## What you should do
Please transcribe every record below exactly, leaving out the pictures.

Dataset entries
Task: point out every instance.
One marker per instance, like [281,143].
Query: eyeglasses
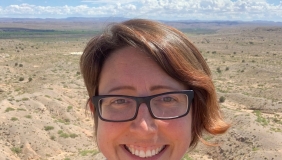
[121,108]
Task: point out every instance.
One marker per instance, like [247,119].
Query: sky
[231,10]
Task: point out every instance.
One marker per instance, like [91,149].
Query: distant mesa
[76,53]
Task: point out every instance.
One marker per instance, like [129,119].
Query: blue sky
[245,10]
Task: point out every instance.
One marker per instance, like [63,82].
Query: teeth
[144,152]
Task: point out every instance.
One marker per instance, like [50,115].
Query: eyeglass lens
[123,108]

## Answer for this exercise
Task: point out every instance.
One marker per instance, like [281,143].
Query: eyeglasses
[121,108]
Task: point out every instance.
One marker per instance, like [247,119].
Query: sky
[231,10]
Task: point out every instance.
One marker per instance, like [91,149].
Query: distant mesa
[76,53]
Task: point out every instance.
One marker per instance, like [129,119].
Query: blue sky
[245,10]
Task: point out every instance.
One marker per instance, like [63,82].
Query: teeth
[144,152]
Task: point out every instance.
One marker per instance, like [50,115].
Query: eyeglass lens
[123,108]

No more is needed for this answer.